* _RECORDS SHOWN_:
══════════════════════════════

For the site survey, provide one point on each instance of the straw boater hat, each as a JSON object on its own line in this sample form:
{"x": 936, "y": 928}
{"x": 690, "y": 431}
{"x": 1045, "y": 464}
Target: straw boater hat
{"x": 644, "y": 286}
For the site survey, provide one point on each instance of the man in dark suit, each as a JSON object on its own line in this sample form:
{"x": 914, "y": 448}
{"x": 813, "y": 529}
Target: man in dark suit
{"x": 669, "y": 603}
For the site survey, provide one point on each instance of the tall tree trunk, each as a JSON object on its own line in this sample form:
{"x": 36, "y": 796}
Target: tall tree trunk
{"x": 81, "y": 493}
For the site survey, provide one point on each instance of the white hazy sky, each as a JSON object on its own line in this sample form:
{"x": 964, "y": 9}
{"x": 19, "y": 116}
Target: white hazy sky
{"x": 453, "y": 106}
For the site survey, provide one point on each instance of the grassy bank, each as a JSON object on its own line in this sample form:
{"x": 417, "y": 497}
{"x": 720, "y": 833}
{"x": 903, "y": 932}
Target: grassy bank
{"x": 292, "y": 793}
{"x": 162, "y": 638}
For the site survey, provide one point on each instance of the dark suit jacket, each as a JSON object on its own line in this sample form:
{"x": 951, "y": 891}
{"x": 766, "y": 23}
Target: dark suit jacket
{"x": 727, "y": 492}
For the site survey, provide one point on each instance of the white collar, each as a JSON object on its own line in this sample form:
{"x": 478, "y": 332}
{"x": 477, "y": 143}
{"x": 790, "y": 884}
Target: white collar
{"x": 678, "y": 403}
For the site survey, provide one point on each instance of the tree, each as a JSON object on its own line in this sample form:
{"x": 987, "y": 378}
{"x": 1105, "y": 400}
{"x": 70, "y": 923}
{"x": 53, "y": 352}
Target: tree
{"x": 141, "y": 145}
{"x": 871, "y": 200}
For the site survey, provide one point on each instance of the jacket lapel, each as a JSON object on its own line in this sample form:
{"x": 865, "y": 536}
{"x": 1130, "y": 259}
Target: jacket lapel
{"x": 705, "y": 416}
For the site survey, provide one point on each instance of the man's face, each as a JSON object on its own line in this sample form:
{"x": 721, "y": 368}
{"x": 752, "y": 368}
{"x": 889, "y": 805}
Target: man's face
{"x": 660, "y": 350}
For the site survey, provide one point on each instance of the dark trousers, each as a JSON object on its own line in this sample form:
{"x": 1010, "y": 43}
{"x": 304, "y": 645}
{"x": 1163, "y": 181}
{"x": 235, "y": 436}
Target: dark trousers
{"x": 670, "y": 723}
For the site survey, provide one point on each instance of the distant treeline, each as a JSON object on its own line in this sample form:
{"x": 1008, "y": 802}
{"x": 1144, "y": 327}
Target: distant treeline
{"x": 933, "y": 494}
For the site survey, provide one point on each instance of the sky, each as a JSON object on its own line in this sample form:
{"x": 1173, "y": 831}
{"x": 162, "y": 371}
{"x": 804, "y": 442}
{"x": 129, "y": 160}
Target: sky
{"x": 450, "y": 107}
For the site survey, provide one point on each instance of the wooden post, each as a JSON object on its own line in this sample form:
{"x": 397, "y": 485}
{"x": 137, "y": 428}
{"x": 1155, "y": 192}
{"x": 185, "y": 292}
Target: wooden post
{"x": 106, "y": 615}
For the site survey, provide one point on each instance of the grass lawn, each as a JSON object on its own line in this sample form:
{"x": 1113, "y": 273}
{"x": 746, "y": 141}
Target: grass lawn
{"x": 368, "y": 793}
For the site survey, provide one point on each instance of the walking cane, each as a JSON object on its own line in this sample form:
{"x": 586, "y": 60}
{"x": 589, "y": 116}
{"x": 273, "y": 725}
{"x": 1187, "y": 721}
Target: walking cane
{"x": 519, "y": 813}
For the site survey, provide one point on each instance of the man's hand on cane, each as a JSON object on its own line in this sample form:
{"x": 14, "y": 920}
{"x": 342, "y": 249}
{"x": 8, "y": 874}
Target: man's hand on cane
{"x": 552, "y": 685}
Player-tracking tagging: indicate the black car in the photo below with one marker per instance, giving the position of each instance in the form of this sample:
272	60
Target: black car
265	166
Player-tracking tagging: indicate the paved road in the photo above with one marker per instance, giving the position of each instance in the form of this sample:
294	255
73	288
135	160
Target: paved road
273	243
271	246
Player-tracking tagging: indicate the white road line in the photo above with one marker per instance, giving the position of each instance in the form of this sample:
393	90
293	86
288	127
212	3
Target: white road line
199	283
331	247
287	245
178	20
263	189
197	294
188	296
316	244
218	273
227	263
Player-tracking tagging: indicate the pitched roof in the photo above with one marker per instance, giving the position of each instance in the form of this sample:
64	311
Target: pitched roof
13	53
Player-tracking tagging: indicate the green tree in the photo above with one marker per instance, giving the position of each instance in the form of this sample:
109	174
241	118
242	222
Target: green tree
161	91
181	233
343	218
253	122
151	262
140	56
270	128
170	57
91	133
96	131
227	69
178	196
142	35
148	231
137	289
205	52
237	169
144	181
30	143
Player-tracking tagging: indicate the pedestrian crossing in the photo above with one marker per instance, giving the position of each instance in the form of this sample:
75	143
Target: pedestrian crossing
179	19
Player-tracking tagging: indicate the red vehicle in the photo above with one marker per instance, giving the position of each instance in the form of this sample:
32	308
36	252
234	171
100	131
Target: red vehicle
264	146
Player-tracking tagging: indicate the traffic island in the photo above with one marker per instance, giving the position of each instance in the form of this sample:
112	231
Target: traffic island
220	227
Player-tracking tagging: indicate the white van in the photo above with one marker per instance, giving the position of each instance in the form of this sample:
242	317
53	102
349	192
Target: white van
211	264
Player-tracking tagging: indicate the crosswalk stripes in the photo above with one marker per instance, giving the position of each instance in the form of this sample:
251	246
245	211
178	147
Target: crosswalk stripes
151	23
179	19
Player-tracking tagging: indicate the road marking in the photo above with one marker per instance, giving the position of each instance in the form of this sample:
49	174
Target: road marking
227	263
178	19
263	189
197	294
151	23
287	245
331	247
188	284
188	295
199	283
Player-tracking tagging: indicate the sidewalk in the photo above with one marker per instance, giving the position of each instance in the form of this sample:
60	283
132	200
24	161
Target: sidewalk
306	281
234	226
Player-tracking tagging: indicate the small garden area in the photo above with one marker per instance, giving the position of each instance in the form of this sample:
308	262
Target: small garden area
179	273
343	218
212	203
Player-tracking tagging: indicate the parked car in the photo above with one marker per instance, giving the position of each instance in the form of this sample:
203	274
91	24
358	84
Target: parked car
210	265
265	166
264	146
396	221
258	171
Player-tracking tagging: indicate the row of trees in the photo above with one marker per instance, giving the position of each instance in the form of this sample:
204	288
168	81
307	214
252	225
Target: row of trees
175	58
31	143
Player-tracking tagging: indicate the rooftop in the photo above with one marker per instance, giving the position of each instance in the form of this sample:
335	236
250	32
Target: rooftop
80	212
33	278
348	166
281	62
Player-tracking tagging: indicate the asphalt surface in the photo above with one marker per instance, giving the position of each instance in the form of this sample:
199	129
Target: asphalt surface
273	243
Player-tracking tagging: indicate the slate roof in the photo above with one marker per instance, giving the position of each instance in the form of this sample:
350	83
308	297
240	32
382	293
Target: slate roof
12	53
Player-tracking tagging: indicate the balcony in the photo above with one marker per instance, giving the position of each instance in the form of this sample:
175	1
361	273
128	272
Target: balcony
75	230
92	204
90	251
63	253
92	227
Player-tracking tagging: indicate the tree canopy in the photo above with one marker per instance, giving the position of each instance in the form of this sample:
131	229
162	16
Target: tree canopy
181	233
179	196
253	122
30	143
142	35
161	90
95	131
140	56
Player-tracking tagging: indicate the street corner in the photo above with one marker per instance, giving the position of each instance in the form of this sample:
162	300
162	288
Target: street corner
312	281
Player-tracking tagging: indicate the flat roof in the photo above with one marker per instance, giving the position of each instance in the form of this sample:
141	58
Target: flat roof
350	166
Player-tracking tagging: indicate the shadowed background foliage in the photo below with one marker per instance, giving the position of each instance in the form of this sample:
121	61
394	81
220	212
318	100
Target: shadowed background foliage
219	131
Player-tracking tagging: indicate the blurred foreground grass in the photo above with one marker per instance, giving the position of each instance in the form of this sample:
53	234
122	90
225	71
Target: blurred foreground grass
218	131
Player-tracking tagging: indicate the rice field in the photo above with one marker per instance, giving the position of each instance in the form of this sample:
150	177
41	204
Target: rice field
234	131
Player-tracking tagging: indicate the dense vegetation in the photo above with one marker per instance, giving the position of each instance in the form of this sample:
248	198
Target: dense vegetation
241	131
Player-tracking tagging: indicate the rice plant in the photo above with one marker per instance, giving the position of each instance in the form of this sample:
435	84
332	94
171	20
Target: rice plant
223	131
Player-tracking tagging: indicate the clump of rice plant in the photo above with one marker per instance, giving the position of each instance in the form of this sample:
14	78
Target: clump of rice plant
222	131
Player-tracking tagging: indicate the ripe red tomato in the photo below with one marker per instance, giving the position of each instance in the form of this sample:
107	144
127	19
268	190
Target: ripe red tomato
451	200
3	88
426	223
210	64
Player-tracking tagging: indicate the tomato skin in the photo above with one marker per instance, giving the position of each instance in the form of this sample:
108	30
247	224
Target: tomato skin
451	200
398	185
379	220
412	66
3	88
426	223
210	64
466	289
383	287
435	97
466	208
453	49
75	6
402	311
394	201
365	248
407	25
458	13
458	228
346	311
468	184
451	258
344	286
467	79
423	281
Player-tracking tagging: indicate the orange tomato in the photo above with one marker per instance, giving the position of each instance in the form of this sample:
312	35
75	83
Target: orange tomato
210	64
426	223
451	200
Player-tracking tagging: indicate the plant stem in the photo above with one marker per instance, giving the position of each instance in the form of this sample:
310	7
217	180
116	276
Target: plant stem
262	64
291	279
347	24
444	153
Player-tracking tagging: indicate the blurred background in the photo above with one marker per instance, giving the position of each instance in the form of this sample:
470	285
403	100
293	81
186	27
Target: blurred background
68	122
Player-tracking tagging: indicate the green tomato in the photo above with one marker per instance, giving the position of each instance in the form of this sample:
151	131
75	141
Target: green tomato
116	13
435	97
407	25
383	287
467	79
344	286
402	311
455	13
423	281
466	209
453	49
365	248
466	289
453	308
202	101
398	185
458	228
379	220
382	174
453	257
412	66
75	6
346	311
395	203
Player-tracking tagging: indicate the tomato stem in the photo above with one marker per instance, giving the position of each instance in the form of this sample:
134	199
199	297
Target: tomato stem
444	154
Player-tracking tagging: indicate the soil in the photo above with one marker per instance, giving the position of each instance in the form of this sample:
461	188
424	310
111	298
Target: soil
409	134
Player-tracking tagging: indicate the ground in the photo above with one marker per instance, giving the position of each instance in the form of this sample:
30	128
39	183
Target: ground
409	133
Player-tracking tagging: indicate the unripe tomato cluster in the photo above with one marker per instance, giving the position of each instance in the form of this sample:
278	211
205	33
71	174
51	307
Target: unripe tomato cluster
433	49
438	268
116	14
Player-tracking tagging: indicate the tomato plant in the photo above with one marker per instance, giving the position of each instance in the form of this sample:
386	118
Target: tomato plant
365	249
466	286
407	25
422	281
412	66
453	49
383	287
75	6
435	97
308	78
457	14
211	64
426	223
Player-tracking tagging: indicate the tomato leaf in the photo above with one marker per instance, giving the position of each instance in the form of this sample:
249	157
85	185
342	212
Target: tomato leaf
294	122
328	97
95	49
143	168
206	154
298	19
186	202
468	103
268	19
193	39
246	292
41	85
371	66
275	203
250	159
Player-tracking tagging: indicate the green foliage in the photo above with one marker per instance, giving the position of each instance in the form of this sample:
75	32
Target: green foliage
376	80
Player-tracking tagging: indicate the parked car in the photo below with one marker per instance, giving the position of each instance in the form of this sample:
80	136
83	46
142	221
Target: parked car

══════════════════════════════

* _EXERCISE AIM_:
The answer must consist of every line above that holds the string "below", copied exactly.

* _TASK ANSWER_:
Player-tracking tagging: indicate the black car in the photo below with one marker per instance, giving the position of each instance in the form of this sample:
Player-tracking tagging: indicate the shadowed background foliage in the photo below with one marker per instance, giving the position of each instance in the form of this sample:
Player-tracking tagging: indicate the ripe red tomato in the photo below with one marker per instance, giving the position of each instance in the form of this sample:
Player-tracking tagging: indicate the parked car in the photo below with one marker per instance, giving the position of each instance in the form of this sample:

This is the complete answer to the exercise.